* Work request: Write out every record below exactly as given. Leave the pictures out.

* Exercise data:
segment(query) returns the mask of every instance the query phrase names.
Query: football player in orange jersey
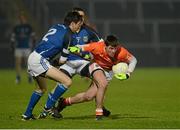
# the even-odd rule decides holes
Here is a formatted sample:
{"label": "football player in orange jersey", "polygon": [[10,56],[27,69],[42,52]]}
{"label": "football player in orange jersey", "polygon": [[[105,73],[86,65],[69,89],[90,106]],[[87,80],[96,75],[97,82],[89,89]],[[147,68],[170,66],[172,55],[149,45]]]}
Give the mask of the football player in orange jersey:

* Answer space:
segment(query) returns the mask of every instance the query phrase names.
Query: football player in orange jersey
# the even-odd rule decides holes
Here is a formatted sample:
{"label": "football player in orange jersey", "polygon": [[10,56],[27,69],[42,52]]}
{"label": "football player in orange jersey", "polygon": [[[105,73],[86,65],[69,89],[90,106]],[[87,80],[96,75],[97,82],[89,89]],[[147,68],[170,66],[172,55],[149,45]]]}
Give the mask of the football player in orange jersey:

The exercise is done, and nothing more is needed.